**Extracted records:**
###
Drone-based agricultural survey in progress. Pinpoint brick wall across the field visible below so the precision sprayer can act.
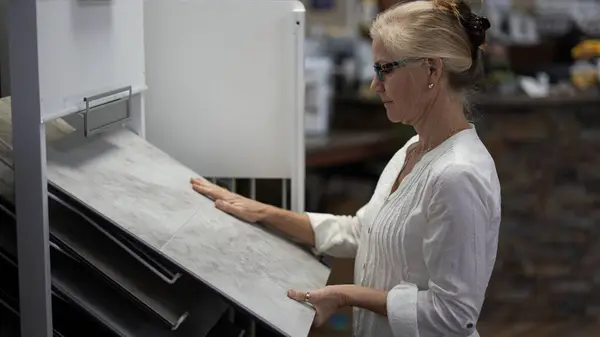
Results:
[478,98,600,320]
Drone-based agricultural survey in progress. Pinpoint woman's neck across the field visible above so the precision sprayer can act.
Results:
[413,94,470,152]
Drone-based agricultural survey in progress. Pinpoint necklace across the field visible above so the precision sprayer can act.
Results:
[394,128,467,180]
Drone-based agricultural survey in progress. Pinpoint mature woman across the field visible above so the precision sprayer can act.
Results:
[192,0,500,337]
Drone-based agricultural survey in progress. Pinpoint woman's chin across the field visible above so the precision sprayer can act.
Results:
[387,110,406,124]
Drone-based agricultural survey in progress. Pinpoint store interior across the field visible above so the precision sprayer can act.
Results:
[0,0,600,337]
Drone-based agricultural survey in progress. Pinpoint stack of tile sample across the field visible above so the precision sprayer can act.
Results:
[0,99,329,337]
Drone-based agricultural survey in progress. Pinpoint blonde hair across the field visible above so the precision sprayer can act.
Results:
[370,0,489,89]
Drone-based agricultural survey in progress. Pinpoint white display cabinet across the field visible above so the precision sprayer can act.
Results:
[8,0,304,337]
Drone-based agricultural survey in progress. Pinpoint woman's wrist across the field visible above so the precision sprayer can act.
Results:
[334,284,387,316]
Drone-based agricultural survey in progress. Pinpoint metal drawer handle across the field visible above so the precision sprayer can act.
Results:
[79,86,132,138]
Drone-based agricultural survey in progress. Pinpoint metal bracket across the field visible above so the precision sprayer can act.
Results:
[79,86,133,138]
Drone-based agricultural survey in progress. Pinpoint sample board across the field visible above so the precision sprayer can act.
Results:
[48,129,329,337]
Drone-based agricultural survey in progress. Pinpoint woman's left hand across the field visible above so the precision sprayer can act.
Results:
[288,285,346,327]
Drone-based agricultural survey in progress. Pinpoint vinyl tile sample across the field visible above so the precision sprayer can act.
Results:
[48,129,330,337]
[163,212,328,337]
[48,129,199,250]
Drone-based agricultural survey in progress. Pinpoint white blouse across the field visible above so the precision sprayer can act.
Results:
[308,126,500,337]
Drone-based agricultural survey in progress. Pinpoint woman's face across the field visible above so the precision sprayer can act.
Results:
[371,39,431,125]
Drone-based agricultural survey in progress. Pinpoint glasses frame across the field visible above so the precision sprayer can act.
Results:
[373,57,424,81]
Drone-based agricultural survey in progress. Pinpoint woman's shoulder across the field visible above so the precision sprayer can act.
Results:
[432,133,500,193]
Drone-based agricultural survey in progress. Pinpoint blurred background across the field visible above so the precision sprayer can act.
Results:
[304,0,600,337]
[0,0,600,337]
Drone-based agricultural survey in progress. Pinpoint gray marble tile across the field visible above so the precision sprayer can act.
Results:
[162,207,329,337]
[48,129,198,249]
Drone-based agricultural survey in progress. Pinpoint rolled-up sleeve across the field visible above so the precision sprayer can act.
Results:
[387,165,499,337]
[306,206,366,258]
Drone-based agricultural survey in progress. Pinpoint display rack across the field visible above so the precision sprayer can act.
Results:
[8,0,304,337]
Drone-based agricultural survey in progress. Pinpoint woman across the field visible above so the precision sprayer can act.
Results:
[192,0,500,337]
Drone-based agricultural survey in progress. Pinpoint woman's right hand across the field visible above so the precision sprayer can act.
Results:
[190,178,269,223]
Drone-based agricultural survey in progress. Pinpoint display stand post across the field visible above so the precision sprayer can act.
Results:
[8,0,53,337]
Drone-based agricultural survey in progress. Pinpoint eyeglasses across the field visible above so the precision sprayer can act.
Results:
[373,57,423,81]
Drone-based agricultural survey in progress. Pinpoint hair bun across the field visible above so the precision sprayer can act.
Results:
[433,0,491,60]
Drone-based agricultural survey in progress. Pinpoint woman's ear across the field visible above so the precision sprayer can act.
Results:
[427,58,444,84]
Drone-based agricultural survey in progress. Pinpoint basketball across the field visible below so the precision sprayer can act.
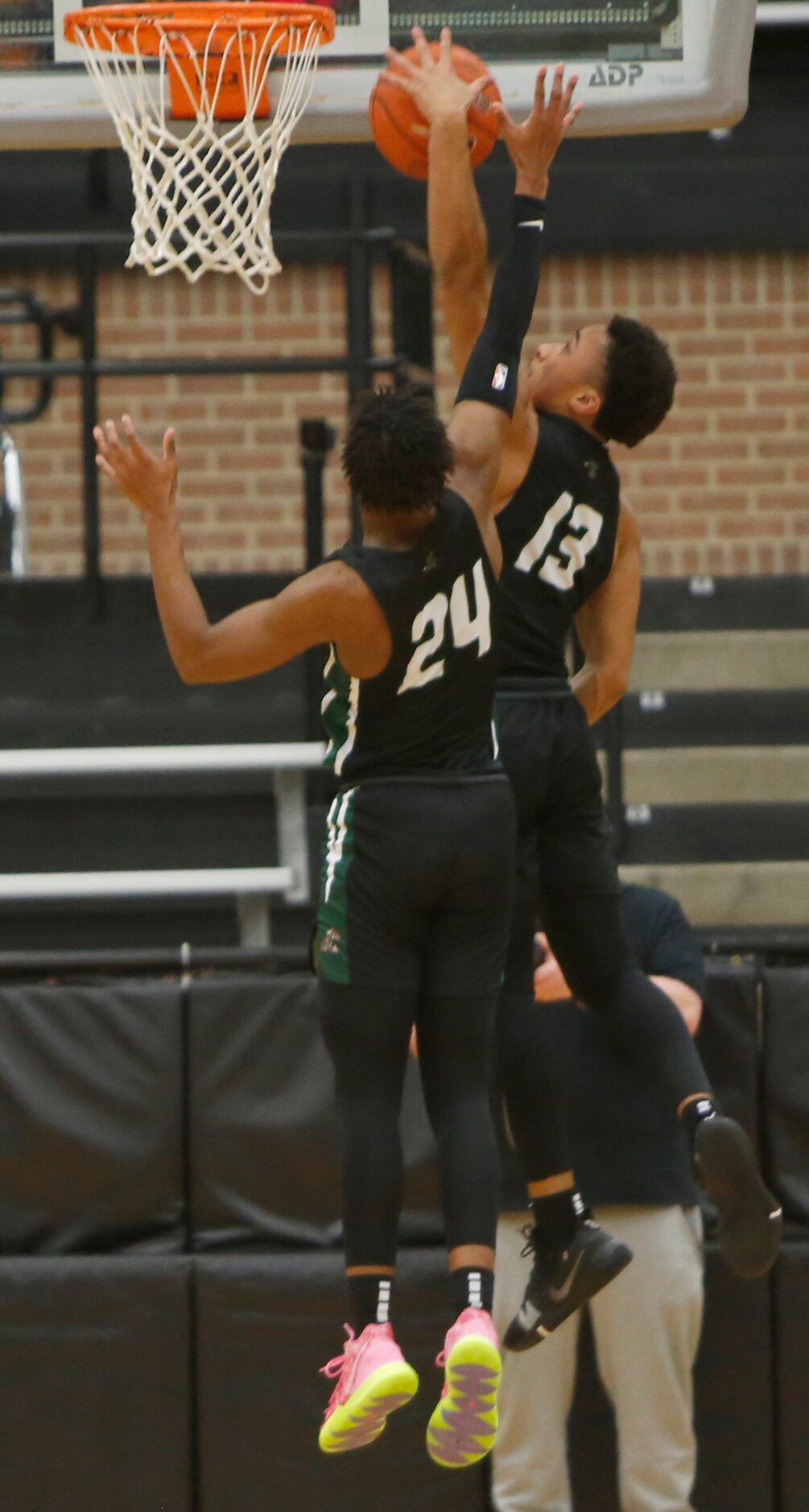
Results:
[369,43,501,179]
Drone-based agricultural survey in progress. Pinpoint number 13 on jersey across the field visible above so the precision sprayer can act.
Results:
[396,560,492,692]
[514,493,604,593]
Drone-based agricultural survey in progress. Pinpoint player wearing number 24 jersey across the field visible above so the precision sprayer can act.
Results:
[95,56,589,1467]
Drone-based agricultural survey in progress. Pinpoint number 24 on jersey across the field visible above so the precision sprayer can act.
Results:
[396,560,492,692]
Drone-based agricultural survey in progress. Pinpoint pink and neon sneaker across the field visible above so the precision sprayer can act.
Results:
[427,1308,502,1469]
[317,1323,419,1455]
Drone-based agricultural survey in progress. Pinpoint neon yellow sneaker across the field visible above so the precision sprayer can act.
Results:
[427,1308,502,1469]
[317,1323,419,1455]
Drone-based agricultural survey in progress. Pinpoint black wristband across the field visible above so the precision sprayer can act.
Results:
[455,193,544,415]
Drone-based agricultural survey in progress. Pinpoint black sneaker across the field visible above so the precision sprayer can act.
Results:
[694,1113,783,1281]
[504,1217,632,1353]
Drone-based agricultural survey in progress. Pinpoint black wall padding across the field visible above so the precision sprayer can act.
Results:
[0,1257,191,1512]
[189,973,442,1249]
[195,1249,486,1512]
[550,1245,771,1512]
[0,981,183,1255]
[762,966,809,1223]
[776,1243,809,1512]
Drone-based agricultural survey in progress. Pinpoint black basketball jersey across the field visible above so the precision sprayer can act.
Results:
[320,489,497,783]
[497,415,620,677]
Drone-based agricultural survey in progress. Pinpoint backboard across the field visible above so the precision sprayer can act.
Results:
[0,0,780,148]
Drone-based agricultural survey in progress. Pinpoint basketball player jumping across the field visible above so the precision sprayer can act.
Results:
[390,29,782,1349]
[93,74,575,1467]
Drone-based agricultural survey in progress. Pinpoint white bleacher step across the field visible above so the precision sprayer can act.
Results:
[0,866,296,949]
[0,741,325,777]
[620,861,809,928]
[601,743,809,804]
[0,866,295,903]
[630,630,809,692]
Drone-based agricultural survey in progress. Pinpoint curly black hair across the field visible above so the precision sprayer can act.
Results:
[596,315,678,446]
[342,384,454,513]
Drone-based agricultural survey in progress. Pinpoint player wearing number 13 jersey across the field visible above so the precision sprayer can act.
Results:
[422,41,780,1349]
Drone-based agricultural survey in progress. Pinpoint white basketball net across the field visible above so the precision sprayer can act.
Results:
[77,9,320,295]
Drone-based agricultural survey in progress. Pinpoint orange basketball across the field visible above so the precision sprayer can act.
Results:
[369,43,501,179]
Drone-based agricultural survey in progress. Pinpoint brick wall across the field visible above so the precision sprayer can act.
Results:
[3,253,809,576]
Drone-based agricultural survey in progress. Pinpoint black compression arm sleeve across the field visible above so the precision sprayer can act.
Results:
[455,193,544,415]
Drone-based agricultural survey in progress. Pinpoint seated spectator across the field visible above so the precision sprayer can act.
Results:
[493,886,704,1512]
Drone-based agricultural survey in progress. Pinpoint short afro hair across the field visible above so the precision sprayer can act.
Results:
[342,384,455,513]
[596,315,678,446]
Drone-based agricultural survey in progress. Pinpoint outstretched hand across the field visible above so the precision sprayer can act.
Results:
[534,932,572,1002]
[492,64,582,198]
[384,26,492,126]
[93,415,177,518]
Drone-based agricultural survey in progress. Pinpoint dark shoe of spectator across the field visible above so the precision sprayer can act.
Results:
[504,1214,632,1353]
[694,1113,783,1281]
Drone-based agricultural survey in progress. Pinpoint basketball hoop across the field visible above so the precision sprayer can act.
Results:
[65,0,334,293]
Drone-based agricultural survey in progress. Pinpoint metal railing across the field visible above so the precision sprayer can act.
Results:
[0,223,432,613]
[0,431,29,577]
[0,741,324,949]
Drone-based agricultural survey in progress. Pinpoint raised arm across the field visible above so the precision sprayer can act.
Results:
[389,27,578,560]
[389,27,580,378]
[572,503,641,725]
[93,415,390,684]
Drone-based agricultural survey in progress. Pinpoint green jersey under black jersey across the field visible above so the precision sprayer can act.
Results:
[320,489,497,783]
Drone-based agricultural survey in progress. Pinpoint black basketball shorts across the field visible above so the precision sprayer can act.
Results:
[494,679,629,990]
[315,775,516,997]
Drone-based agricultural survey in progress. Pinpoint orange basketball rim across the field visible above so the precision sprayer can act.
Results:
[65,0,334,121]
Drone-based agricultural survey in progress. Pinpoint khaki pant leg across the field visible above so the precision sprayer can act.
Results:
[589,1207,704,1512]
[492,1212,579,1512]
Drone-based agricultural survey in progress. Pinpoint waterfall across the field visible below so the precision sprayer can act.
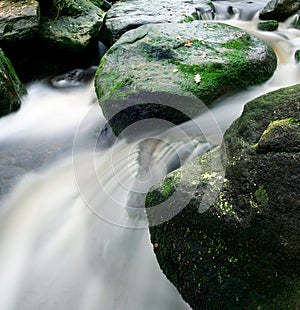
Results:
[0,1,300,310]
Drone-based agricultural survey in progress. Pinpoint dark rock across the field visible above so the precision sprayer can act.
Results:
[0,0,40,43]
[0,49,26,117]
[258,20,278,31]
[95,21,276,135]
[40,0,104,54]
[101,0,207,46]
[50,66,97,88]
[146,85,300,310]
[259,0,300,22]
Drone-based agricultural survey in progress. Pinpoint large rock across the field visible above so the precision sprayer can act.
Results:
[259,0,300,22]
[40,0,104,53]
[101,0,207,45]
[146,85,300,310]
[95,21,276,135]
[0,49,26,117]
[0,0,40,42]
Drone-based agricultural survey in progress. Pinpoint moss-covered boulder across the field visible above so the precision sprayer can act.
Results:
[257,20,279,31]
[146,85,300,310]
[0,49,26,117]
[40,0,104,54]
[0,0,40,43]
[259,0,300,22]
[95,21,276,135]
[101,0,207,46]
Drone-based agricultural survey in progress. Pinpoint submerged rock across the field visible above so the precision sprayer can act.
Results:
[146,85,300,310]
[259,0,300,22]
[95,21,277,135]
[0,49,26,117]
[0,0,40,42]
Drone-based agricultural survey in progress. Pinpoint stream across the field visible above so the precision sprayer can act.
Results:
[0,1,300,310]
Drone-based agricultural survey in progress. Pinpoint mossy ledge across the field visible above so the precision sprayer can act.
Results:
[146,85,300,310]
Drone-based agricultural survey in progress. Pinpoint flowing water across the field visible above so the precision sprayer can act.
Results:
[0,1,300,310]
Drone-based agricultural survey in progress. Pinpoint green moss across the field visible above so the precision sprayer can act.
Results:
[295,50,300,62]
[222,33,251,50]
[258,20,278,31]
[254,185,269,205]
[288,117,300,125]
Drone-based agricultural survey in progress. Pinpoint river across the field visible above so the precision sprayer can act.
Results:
[0,1,300,310]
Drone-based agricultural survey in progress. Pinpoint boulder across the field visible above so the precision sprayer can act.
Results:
[0,49,26,117]
[259,0,300,22]
[146,85,300,310]
[0,0,40,43]
[95,21,277,135]
[101,0,207,46]
[40,0,104,54]
[257,20,279,31]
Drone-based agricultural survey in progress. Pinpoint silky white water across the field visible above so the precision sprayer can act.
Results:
[0,9,300,310]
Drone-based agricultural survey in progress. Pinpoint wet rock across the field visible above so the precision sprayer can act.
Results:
[95,21,277,135]
[0,49,26,117]
[0,0,40,43]
[295,50,300,62]
[50,66,97,88]
[259,0,300,22]
[146,85,300,310]
[40,0,104,54]
[101,0,207,46]
[257,20,278,31]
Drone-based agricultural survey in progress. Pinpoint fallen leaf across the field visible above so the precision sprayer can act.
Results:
[184,40,193,47]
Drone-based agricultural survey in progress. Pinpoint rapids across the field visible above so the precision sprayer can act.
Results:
[0,1,300,310]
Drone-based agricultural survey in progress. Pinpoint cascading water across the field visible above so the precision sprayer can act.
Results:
[0,3,300,310]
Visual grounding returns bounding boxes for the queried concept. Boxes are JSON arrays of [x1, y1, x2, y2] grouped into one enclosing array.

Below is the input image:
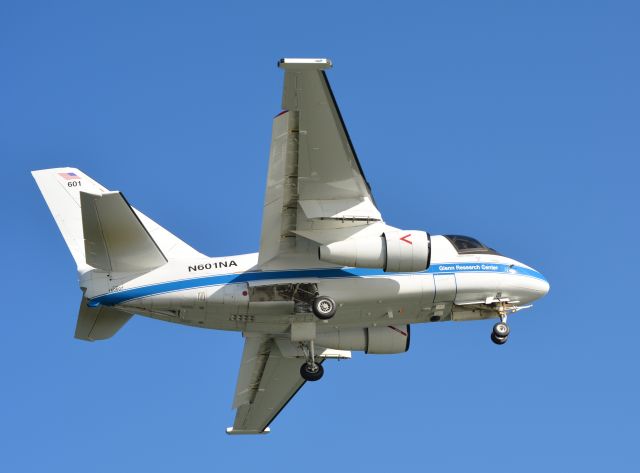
###
**Aim of the exercise:** Reproduce word for word the lines running from the start through the line that contains "[48,129,329,337]", leaving out the pictures.

**Written solution:**
Drone-based agricultural survey in progress. Pinpoint brick wall across the field visible below so the precision sprayer can act.
Results:
[478,98,600,320]
Drone-based agricultural survey in progress. Pinpoint woman's neck across the field visible above so the precision sprayer can act.
Results:
[413,94,470,152]
Drone-based agricultural survey in progress. Pinpoint necklace across the field visible above so the precision sprayer can act.
Results:
[394,128,467,180]
Drone-based agricultural survey in progress. Pinpoint mature woman across the field visible above so the precision sprayer can act.
Results:
[192,0,500,337]
Drone-based agricultural survey in progress. Pinpoint woman's chin across the field visible above so the precision sprayer can act.
Results:
[387,110,406,124]
Drone-based agricultural survey in progress. Pinpoint store interior across the field visible above so the precision sprayer can act.
Results:
[0,0,600,337]
Drone-based agricultural survey in progress. Pinpoint stack of tile sample across the field visible above so the precision sprayer can act.
Results:
[0,99,329,337]
Drone-based agricultural survey in progress. Pinpoint blonde hair across the field visible above so the precision sprayer can act.
Results:
[370,0,489,89]
Drone-based agricultural survey in progress. Pinpoint white display cabinet across the field visible above so the precision sprayer can act.
Results:
[8,0,304,337]
Drone-based agricultural survey in progress. Pinpoint woman's wrist across the field visible above so the precision sprayer can act.
Results:
[334,284,387,316]
Drone-based agricultural survey in progress. Pinpoint metal drawer handle across the field visible above so the precision sprayer can act.
Results:
[79,86,132,138]
Drone-based agricultural survey in progress. Pinpoint metal bracket across the field visible above so the precision sprayer can act.
Results:
[79,86,133,138]
Drone-based agricultural survey in progress. Pinpoint sample board across the field visible above so the precision sprayer can act.
Results:
[48,129,329,337]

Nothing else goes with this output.